▶ _Goal a_
Extract every line of the rows that contains the string "bark".

▶ _Supplied text_
Adam Joseph Vella (born 12 June 1971) is the National Shotgun Coach of the Australian Team.  A former Australian olympic clay target shooting champion.   Vella was born in Melbourne and is a Commonwealth Games four times gold medalist and an Olympic bronze medalist.

Adam Vella is the only shooter who has ever ranked #1 in the World at the same time in Trap and Double Trap.

Despite being the No 1 ranked shooter in the world in 2007, Adam missed on the selection to the 2008 Olympics.  His international performances were not taken into consideration as per the AISL Olympic selection criteria and the position was won by Craig Henwood after beating Adam by 1 target.

Adam Vella represented Australia in 2016, his third Olympics.    https://web.archive.org/web/20160816171036/http://www.shootingaustralia.org/news/2016/shooting-australias-final-two-athletes-nominated/.

▶ _Goal b_
Answer these questions from the passage above about Adam Vella, one answer per line, marked the same way:
(i) In what city was Vella born?
(ii) Who won the position for the 2008 Olympics?
(iii) Which of his Olympics was the 2016 one?

▶ _Record list_

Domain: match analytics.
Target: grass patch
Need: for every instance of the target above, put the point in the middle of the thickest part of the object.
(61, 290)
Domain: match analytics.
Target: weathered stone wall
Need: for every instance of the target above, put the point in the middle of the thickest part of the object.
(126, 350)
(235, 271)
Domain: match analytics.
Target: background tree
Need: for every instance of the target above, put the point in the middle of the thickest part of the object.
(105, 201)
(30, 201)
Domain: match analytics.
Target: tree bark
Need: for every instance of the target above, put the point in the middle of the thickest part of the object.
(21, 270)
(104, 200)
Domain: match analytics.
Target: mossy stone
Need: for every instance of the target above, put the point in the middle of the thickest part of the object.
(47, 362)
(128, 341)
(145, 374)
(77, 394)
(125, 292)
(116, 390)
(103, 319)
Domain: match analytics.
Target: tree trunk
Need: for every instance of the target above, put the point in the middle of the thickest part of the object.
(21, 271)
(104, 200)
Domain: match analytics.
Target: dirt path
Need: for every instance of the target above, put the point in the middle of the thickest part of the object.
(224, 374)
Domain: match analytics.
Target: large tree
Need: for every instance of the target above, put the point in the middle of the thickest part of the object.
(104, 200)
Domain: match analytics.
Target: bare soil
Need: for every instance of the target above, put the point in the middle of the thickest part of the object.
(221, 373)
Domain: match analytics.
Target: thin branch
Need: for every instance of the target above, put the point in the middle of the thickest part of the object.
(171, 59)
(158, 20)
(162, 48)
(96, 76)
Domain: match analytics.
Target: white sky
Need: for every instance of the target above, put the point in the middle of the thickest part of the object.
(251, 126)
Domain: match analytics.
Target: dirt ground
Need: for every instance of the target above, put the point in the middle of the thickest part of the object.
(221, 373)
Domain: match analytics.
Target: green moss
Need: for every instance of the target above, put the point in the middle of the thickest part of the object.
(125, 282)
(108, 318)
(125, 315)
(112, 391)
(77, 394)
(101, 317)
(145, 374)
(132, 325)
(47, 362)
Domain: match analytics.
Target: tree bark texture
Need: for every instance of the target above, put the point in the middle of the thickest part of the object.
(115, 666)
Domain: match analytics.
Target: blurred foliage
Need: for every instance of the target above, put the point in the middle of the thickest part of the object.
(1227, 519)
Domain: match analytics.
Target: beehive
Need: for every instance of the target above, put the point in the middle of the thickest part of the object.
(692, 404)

▶ _Output a_
Target: tree bark
Target: tree bark texture

▶ _Output b_
(i) Melbourne
(ii) Craig Henwood
(iii) His third